WORK REQUIRED:
Find the line containing "form [243, 277].". Reproduce it and every line after it up to the end of the records, exactly as written.

[START OF DATASET CONTENT]

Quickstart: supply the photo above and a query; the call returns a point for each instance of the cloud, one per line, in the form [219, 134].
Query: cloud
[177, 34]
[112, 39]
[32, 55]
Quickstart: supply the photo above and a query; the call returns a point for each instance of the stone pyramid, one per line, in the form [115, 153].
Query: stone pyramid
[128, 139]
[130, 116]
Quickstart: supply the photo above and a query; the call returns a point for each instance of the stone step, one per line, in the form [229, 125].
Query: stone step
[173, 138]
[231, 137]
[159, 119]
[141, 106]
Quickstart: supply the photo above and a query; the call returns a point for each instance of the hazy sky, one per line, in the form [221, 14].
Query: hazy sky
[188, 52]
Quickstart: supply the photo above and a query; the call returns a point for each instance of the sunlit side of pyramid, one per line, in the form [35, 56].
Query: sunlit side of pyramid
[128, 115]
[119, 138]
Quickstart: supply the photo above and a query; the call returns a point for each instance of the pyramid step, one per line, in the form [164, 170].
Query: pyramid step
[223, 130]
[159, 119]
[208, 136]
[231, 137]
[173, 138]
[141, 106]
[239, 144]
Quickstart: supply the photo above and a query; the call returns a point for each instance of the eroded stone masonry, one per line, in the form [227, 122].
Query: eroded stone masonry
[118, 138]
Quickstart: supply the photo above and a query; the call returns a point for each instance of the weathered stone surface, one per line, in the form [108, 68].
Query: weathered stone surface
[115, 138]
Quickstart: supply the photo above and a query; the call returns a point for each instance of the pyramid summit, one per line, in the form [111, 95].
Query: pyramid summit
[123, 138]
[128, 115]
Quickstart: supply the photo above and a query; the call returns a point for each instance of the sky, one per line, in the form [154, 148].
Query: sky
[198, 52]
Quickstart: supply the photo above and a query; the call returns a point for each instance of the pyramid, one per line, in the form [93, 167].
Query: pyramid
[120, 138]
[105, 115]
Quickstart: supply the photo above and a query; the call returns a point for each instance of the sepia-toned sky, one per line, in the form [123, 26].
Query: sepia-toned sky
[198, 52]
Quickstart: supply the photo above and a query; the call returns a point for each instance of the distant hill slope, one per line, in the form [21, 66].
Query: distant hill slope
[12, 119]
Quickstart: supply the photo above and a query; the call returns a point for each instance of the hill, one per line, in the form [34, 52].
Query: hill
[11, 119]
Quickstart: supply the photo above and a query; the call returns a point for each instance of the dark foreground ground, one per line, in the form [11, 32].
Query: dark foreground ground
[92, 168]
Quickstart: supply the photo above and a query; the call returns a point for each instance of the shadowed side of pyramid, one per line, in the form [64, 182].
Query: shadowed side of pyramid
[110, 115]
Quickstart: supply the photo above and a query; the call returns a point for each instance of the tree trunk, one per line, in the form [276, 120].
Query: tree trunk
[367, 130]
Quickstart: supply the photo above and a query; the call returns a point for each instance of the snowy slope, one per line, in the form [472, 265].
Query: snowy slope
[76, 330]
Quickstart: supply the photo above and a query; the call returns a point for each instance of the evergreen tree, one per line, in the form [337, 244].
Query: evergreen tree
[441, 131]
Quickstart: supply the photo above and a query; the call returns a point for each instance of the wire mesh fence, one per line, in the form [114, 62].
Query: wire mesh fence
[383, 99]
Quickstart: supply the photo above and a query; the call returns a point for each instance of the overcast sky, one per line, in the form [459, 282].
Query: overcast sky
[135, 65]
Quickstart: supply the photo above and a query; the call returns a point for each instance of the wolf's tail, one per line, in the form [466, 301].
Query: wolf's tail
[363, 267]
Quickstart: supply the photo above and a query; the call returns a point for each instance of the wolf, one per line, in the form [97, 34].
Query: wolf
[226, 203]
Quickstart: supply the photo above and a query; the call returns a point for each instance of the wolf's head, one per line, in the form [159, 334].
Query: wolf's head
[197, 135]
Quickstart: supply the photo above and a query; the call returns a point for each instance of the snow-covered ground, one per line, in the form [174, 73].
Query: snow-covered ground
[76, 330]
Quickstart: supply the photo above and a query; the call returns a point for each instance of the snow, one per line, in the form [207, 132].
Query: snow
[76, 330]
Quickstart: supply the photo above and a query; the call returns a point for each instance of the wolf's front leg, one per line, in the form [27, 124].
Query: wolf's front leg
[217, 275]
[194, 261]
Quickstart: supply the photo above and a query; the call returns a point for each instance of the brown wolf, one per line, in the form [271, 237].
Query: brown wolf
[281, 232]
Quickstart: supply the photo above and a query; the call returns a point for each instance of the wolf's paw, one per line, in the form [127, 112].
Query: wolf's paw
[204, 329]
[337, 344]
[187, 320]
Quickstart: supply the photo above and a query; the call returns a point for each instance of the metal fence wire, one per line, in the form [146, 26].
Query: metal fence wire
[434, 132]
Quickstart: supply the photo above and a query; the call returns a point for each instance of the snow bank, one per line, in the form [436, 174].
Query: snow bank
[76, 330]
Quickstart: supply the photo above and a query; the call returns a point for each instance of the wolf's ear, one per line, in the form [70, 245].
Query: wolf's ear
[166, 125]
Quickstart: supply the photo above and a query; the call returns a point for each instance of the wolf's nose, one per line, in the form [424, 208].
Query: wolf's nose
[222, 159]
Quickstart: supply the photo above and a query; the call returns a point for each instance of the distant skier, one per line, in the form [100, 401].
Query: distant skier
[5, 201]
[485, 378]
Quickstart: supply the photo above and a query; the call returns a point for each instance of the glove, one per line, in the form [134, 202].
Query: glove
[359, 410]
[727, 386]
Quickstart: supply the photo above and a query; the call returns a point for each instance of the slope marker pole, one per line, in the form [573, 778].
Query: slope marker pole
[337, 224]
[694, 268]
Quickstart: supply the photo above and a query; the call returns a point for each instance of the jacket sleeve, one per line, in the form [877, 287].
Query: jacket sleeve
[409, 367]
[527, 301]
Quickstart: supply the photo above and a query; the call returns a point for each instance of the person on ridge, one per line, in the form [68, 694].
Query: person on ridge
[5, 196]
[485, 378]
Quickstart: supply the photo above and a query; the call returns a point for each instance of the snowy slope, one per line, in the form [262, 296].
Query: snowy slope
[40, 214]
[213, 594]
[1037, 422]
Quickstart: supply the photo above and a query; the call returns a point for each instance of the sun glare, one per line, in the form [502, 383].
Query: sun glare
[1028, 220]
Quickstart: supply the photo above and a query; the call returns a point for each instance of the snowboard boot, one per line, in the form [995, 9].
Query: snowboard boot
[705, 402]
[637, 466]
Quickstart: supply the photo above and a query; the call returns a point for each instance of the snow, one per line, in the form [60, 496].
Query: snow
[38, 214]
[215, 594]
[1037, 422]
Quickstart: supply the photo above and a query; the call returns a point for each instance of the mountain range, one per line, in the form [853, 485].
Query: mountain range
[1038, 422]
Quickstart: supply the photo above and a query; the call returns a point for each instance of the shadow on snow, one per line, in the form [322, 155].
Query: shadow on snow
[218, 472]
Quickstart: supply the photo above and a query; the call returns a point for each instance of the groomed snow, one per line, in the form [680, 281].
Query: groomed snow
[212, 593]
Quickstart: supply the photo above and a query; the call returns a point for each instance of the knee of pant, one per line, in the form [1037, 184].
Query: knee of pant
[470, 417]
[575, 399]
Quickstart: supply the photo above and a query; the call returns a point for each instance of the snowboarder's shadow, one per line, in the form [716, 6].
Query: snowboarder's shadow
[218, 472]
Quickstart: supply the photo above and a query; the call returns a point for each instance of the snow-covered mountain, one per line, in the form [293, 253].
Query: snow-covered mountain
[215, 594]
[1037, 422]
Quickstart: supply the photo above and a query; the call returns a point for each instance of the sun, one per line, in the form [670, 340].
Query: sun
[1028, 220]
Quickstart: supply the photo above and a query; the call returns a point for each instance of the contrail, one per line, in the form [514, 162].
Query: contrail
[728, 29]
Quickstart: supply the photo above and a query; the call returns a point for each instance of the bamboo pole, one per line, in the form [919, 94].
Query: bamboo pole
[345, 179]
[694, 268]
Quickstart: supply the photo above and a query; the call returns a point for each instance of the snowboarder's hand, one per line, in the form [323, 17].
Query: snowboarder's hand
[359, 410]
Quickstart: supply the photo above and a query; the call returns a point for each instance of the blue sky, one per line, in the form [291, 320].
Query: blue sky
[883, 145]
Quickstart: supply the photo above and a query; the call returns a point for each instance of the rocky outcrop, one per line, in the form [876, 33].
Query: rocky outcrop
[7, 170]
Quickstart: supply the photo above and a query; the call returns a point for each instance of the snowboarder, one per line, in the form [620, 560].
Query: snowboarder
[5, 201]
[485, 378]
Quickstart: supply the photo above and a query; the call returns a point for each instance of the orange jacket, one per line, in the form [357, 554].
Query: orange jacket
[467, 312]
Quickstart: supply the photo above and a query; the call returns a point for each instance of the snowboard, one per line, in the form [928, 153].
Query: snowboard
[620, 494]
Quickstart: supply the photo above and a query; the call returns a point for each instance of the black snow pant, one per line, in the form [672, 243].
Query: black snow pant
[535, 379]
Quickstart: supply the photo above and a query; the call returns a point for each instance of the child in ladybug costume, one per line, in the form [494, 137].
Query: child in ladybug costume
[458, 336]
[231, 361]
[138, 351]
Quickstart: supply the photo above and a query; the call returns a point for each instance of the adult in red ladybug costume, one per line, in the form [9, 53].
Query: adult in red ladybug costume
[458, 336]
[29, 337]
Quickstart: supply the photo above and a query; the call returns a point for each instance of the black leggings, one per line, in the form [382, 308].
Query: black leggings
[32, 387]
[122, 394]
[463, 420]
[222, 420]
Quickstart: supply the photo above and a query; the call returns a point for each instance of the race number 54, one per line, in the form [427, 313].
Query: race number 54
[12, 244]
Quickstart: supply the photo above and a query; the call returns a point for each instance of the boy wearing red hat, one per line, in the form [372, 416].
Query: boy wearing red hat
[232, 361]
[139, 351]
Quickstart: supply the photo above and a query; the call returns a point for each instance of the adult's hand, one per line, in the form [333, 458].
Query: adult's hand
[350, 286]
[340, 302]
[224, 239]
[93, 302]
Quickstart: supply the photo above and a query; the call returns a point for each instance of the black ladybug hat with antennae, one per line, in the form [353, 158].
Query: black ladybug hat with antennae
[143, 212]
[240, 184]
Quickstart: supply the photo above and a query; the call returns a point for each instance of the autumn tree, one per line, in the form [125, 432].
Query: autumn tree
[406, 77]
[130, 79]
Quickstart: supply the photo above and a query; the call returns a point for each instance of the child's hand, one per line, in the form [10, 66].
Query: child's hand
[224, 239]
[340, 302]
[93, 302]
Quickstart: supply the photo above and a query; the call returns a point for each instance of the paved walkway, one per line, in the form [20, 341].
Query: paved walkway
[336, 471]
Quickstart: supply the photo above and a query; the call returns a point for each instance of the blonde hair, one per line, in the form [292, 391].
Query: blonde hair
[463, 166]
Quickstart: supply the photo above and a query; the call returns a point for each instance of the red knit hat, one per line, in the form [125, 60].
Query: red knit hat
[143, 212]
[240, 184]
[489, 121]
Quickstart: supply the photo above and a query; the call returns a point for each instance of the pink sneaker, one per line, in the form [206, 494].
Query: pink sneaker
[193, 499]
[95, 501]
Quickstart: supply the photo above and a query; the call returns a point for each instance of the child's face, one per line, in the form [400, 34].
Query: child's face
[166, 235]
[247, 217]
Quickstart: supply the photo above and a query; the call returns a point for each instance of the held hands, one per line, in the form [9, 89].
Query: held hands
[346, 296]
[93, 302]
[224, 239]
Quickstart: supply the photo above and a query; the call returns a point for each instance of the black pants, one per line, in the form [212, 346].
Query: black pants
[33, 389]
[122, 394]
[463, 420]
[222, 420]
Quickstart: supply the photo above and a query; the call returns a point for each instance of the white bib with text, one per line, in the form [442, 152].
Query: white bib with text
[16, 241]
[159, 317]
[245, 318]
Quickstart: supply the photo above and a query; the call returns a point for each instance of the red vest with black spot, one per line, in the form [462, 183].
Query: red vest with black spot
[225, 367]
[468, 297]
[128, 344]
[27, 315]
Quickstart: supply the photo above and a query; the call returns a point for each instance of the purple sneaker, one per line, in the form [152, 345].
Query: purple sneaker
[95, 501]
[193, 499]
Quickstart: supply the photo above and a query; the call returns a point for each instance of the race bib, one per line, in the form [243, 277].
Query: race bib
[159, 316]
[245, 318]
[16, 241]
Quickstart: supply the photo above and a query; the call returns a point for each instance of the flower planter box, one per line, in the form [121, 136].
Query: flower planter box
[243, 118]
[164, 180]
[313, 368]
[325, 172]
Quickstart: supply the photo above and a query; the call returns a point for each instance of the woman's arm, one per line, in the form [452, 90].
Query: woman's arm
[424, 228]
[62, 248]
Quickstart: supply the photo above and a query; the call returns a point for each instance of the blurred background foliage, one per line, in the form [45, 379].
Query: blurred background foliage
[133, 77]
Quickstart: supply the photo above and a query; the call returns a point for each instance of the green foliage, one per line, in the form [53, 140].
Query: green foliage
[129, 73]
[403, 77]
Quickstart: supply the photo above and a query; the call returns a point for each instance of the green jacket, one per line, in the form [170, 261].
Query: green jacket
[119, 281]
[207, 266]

[END OF DATASET CONTENT]

TASK OUTPUT:
Quickstart: supply the photo above and a query; the call returns a point for each instance of the race bib, one per line, in the form [243, 277].
Query: race bib
[159, 316]
[245, 318]
[16, 241]
Quickstart: supply the photo above and a query; the call returns a point for each instance of the flower planter box, one per line, in the form [121, 136].
Query: flower planter box
[243, 118]
[164, 180]
[313, 368]
[325, 172]
Quickstart: supply the photo above and a query; the call returns a point for each instance of the woman's arm, one per line, in the form [452, 90].
Query: woman's arm
[424, 228]
[62, 248]
Quickstart: supply the photo above and a query; the call returns a point for each instance of the blurred background foliage, one per line, in the form [45, 379].
Query: blurred background foliage
[133, 77]
Quickstart: supply the photo above and a query; the call returns a point for each instance of the green foliage, one per line, in the form [53, 140].
Query: green foliage
[129, 73]
[403, 77]
Quickstart: supply the photo above and a query; the call returns a point for each instance of the green jacket, one per line, in the form [170, 261].
Query: green jacket
[119, 281]
[207, 266]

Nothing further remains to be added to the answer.